(Selected extract)
Start

Nathaniel Hawthorne’s short story “Young Goodman Brown” is an intriguing story of mystery that mingles with faith and sin. Taking place in Salem, Massachusetts circa the witch trials readers begin the story with Young Goodman Brown reluctantly
leaving his wife Faith for a mysterious overnight errand. Not only leaving his wife, Brown leaves the town and the people he thought he knew behind. Hawthorne’s reoccurring theme of man being attracted to evil is apparent in this story as readers follow the main character on a dark revealing journey through the woods. Hawthorne’s character Young Goodman Brown is, in actuality, three characters in one, and the change is apparent as the story progresses.
An innocent and naïve man in the opening of the story, Goodman Brown trusts all the people he knows without reason or suspicion. The townspeople of Salem are highly respectable in Brown’s eyes. As far as Goodman Brown is concerned, his wife Faith is the most virtuous of them all. Innocent Faith tries to persuade her husband to not go on this errand, although it is unclear to readers as to what type of errand Brown in going on. Calling her “my love and my Faith” (Hawthorne 26) Brown assures her, “Say thy prayers, dear Faith, and go to bed at dusk, and no harm will come to thee” (Hawthorne 27). Feeling slightly guilty for leaving his young bride, Goodman Brown embarks on his journey claiming, “…and after this one night, I’ll cling to her skirts and follow her to heaven” (Hawthorne 27). Young Goodman Brown considers himself alone in sin, especially compared to his “holy and good” elders. As he walks through the woods thinking, “it was all as lonely as could be; and there is this peculiarity to this solitude” (Hawthorne 27). “The Problem of Faith in ‘Young Goodman Brown,’” written by Leo B. Levy, notes that in the beginning Brown is a “naïve and immature young man who fails to understand the gravity of the step he has taken.” (Levy 117) This is the first character within Goodman Brown. Innocent and young, the first aspect of the main character is anxious to get on with his journey and get back to what is good.

End

(Your tasks)
(A) In one to three sentences, explain why Goodman Brown feels slightly guilty as he sets out, according to the essay on "Young Goodman Brown."
(B) Duplicate everything in the essay on "Young Goodman Brown" from "Nathaniel Hawthorne’s short" down to "the story progresses.".
The lines that come next are from a separate source.

(Material provided)
Start

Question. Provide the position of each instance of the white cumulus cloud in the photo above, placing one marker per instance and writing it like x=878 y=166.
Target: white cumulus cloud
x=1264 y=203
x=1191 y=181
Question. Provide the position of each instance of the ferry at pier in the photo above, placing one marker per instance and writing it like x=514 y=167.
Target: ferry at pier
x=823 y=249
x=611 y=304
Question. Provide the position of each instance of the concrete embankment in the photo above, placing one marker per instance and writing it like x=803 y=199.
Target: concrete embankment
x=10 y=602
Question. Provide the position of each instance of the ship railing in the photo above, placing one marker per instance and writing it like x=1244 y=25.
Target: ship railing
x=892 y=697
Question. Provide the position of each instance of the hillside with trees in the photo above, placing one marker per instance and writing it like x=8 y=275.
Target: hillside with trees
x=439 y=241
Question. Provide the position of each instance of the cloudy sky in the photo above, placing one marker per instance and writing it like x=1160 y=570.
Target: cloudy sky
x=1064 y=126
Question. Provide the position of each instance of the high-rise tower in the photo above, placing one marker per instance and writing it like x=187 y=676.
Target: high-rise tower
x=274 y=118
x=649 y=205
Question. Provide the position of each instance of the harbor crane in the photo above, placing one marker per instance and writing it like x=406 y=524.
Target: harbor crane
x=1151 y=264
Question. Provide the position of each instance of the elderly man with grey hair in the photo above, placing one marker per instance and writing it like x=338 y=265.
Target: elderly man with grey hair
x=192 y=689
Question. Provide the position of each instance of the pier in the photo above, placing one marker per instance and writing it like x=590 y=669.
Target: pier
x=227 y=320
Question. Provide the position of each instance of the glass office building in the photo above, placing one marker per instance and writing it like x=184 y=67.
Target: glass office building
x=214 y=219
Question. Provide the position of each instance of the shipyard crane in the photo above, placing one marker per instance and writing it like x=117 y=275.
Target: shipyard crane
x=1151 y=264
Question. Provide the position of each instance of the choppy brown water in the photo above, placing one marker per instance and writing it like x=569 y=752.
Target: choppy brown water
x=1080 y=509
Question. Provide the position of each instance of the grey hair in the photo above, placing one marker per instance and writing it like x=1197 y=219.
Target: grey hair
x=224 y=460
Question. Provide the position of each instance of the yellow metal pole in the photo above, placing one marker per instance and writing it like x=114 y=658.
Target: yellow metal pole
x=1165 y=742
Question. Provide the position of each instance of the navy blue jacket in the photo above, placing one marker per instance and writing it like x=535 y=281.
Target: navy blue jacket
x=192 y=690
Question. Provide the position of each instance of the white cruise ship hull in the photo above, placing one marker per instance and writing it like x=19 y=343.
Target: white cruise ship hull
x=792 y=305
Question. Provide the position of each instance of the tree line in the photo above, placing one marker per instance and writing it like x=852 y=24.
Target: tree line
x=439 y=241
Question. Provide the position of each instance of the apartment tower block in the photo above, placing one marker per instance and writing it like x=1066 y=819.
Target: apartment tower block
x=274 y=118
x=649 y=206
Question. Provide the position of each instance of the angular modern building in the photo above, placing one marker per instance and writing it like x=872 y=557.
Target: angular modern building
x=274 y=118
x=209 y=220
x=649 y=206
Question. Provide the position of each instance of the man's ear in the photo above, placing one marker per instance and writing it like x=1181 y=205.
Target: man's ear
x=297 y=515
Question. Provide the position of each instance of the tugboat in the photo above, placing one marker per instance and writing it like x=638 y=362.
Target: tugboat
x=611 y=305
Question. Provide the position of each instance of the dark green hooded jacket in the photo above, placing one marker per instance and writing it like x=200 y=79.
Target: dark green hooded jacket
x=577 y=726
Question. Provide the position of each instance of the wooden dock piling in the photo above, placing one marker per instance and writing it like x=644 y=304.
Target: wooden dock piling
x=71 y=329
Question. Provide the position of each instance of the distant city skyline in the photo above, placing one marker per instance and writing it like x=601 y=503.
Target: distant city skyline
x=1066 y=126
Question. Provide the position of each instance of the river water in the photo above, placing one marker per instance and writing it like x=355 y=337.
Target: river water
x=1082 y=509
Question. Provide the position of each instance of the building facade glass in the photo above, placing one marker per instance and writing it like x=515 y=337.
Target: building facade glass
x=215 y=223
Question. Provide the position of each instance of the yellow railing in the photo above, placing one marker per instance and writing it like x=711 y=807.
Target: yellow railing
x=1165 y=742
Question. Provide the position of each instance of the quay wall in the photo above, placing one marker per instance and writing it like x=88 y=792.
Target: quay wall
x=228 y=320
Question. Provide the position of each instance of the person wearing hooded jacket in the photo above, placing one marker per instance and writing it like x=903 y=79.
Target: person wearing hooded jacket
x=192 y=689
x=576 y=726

End
Start

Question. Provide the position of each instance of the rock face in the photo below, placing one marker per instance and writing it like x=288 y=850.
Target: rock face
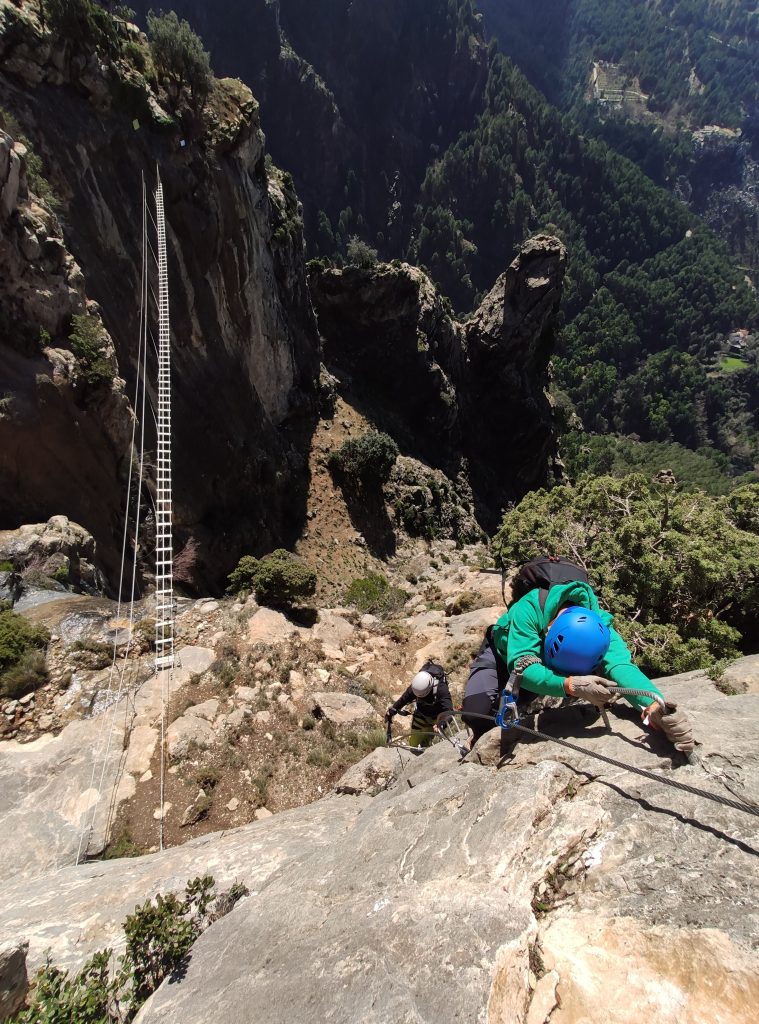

End

(Task answers)
(A) Goodman Brown feels slightly guilty because he is leaving his young bride, Faith, to go on his errand, even though she has tried to persuade him not to go.

(B)
Nathaniel Hawthorne’s short story “Young Goodman Brown” is an intriguing story of mystery that mingles with faith and sin. Taking place in Salem, Massachusetts circa the witch trials readers begin the story with Young Goodman Brown reluctantly
leaving his wife Faith for a mysterious overnight errand. Not only leaving his wife, Brown leaves the town and the people he thought he knew behind. Hawthorne’s reoccurring theme of man being attracted to evil is apparent in this story as readers follow the main character on a dark revealing journey through the woods. Hawthorne’s character Young Goodman Brown is, in actuality, three characters in one, and the change is apparent as the story progresses.